(REQUIREMENT 1):
Please rewrite the records from their first line through the line that contains "462), (576, 422)]]", adding 70 to every pixel coordinate in the answers and leaving the requests unchanged.

(DOCUMENT TEXT):
# # # # # # #

Accelerating Global Climate Resilience through Robust Adaptation Metrics

  1. Persistent gaps in coordination, measurement, and  attribution hinder coherent integration of adaptation  across global frameworks (SDGs, Sendai, CBD, CCD),  underscoring the need for harmonized, adaptive,  and inclusive metrics. Metrics often remain siloed  and focused on static or targets not directly connected  with outcomes, which hinders aggregation and cross framework consistency. Strengthening alignment  through harmonized indicators, adaptive metrics, and  improved coordination—particularly integrating non state actors—is essential to achieve coherent global  adaptation tracking (Section II).
  1. Adaptation measurement remains fragmented,  requiring scalable, systems-based frameworks that  link sectoral outcomes and enable meaningful  aggregation. This limits aggregation and obscures  cross-scale dynamics. To address this, a systems thinking approach and scale-specific MEL frameworks  that link sectoral outcomes and enable aggregation  from local to global levels are needed. The UAE–Belém  Work Programme’s 100 indicators mark progress  on this but remain process-heavy, requiring further  work to capture outcomes and ensure comparability  (Section III)

# # # # # # #

(DATA ROWS):

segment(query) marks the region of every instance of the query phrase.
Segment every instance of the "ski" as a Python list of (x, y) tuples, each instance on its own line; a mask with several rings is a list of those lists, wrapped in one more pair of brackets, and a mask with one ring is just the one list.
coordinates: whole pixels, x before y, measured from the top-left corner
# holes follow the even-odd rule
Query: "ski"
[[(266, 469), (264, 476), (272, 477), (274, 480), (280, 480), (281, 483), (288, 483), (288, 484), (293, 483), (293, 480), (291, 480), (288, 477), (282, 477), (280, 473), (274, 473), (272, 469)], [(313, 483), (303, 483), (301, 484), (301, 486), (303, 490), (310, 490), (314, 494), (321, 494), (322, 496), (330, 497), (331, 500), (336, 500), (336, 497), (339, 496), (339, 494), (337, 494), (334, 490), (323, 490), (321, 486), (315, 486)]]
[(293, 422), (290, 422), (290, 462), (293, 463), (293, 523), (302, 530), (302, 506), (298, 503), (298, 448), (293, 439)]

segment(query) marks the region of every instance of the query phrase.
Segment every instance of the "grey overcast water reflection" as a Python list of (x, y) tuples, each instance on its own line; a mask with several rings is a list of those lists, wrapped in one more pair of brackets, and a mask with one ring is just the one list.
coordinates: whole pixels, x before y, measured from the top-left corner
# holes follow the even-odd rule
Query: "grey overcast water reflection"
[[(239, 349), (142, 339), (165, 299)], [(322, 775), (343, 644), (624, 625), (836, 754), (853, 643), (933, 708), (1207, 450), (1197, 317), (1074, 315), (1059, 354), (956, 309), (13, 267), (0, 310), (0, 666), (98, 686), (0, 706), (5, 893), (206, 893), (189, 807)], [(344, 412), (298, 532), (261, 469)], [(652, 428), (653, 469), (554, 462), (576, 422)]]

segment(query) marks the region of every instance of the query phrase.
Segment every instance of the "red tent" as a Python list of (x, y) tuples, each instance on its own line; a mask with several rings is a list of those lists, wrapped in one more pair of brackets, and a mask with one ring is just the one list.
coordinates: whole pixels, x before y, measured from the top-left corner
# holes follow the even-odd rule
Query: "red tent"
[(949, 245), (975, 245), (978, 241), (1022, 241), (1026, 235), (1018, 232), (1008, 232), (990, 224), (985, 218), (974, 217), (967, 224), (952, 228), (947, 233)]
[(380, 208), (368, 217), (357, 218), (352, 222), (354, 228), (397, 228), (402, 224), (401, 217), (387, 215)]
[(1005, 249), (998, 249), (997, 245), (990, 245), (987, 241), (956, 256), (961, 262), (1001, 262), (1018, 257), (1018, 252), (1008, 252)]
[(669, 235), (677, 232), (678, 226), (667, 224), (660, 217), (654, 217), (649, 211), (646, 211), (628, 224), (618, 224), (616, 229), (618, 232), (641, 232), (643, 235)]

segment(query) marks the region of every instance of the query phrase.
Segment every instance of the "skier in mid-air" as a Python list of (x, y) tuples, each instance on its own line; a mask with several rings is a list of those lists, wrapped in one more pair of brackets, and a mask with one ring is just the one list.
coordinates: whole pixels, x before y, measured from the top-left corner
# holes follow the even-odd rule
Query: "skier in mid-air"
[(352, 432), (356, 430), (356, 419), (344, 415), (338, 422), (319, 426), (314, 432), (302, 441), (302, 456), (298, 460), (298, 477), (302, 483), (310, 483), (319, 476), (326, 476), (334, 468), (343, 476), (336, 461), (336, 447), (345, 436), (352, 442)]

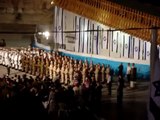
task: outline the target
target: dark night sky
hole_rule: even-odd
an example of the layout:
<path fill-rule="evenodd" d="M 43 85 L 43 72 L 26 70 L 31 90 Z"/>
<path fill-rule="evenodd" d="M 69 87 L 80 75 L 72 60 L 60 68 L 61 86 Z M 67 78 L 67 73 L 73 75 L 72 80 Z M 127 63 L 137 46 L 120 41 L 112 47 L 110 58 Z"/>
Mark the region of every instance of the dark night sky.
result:
<path fill-rule="evenodd" d="M 159 0 L 109 0 L 160 17 Z"/>

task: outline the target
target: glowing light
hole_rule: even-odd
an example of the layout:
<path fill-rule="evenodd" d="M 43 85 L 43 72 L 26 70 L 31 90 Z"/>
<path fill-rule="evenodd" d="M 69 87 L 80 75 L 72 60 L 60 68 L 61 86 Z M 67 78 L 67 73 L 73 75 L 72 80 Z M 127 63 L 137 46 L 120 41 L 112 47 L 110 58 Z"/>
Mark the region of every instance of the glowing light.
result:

# # # # # # #

(REQUIREMENT 2):
Copy the passage on adaptation metrics from "1. Persistent gaps" to "tracking (Section II).", substituting "cooperation" for "coordination".

(EXERCISE ANSWER 1):
segment(query) marks the region of every instance of the query phrase.
Segment every instance of the "ski" as a Python list of (x, y) tuples, each instance on its own line; a mask with several rings is a list of those lists, wrapped in one more pair of brackets, and a mask with one ring is just the one list.
coordinates: whole pixels, x before y, measured from the top-left corner
# holes follow the even-odd rule
Query: "ski"
[[(336, 539), (334, 546), (342, 547), (344, 550), (350, 550), (351, 553), (358, 553), (358, 554), (363, 553), (363, 550), (361, 550), (358, 547), (352, 547), (350, 543), (344, 543), (342, 539)], [(383, 553), (373, 553), (371, 554), (371, 556), (373, 560), (380, 560), (384, 564), (391, 564), (392, 566), (400, 567), (401, 570), (406, 570), (406, 567), (409, 566), (409, 564), (407, 564), (404, 560), (393, 560), (391, 556), (385, 556)]]
[(363, 492), (360, 492), (360, 532), (363, 533), (363, 593), (372, 600), (372, 576), (368, 573), (368, 518), (363, 509)]

segment(query) marks the region of every instance of the query phrase.
Segment every instance of the "grey overcast water reflection" as a Python list of (x, y) tuples, each instance on its own line; a mask with several rings is a list of those lists, wrapped in one more pair of brackets, and a mask with one ring is just the one list.
coordinates: whole pixels, x before y, measured from the top-left corner
# holes follow the even-odd rule
Query: "grey overcast water reflection"
[[(309, 419), (212, 409), (235, 369)], [(392, 845), (413, 714), (694, 695), (906, 824), (923, 713), (1003, 778), (1277, 520), (1267, 387), (1144, 385), (1129, 424), (1026, 379), (83, 337), (70, 380), (70, 736), (168, 756), (70, 776), (75, 963), (276, 963), (259, 877)], [(414, 482), (368, 602), (331, 539)], [(722, 498), (723, 539), (624, 532), (646, 492)]]

(EXERCISE ANSWER 2):
1. Persistent gaps in cooperation, measurement, and  attribution hinder coherent integration of adaptation  across global frameworks (SDGs, Sendai, CBD, CCD),  underscoring the need for harmonized, adaptive,  and inclusive metrics. Metrics often remain siloed  and focused on static or targets not directly connected  with outcomes, which hinders aggregation and cross framework consistency. Strengthening alignment  through harmonized indicators, adaptive metrics, and  improved cooperation—particularly integrating non state actors—is essential to achieve coherent global  adaptation tracking (Section II).